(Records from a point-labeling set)
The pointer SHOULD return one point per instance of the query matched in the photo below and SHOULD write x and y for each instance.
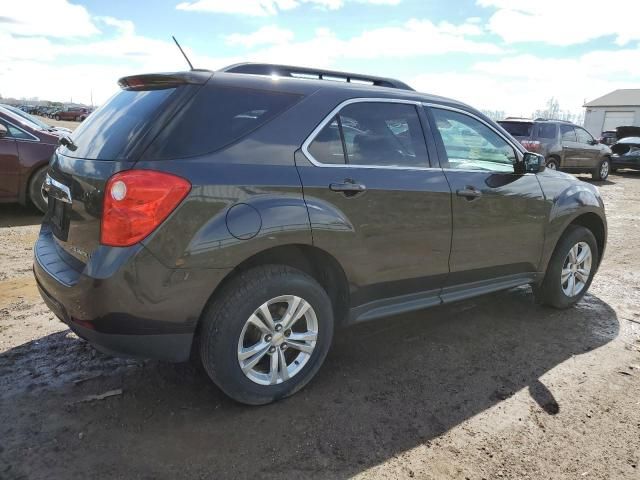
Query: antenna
(183, 54)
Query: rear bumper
(124, 301)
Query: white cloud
(261, 8)
(414, 38)
(564, 22)
(50, 18)
(244, 7)
(267, 35)
(29, 60)
(521, 84)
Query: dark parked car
(25, 150)
(71, 113)
(626, 151)
(565, 146)
(241, 218)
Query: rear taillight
(136, 202)
(531, 145)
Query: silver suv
(565, 146)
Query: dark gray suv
(241, 216)
(565, 146)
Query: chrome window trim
(32, 139)
(519, 149)
(334, 112)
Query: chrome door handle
(469, 193)
(349, 188)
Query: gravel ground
(495, 387)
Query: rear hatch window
(547, 130)
(114, 131)
(216, 117)
(518, 129)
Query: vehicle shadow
(15, 215)
(386, 387)
(627, 173)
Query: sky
(499, 55)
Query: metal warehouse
(616, 109)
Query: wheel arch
(23, 197)
(595, 224)
(313, 261)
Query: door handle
(348, 187)
(470, 193)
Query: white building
(616, 109)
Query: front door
(498, 215)
(9, 166)
(374, 201)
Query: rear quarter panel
(569, 198)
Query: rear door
(375, 202)
(499, 216)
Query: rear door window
(112, 131)
(327, 146)
(472, 145)
(518, 129)
(568, 133)
(547, 131)
(217, 117)
(384, 134)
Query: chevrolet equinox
(241, 216)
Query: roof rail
(541, 119)
(314, 74)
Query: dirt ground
(495, 387)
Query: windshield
(518, 129)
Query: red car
(25, 150)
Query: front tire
(570, 270)
(35, 189)
(267, 334)
(601, 172)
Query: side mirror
(533, 162)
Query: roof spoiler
(269, 69)
(158, 81)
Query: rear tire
(601, 172)
(556, 288)
(552, 163)
(234, 325)
(35, 189)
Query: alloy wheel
(277, 340)
(576, 269)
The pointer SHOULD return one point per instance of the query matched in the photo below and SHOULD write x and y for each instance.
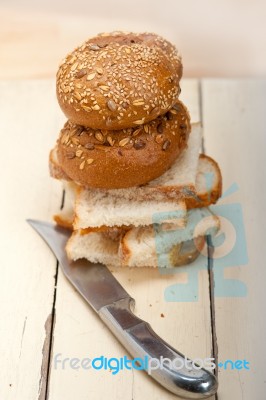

== The exercise ==
Which lines above contain the string "chrome", matched with case counting? Return every one of them in full.

== Response for this exercise ==
Query: chrome window trim
Query: chrome door handle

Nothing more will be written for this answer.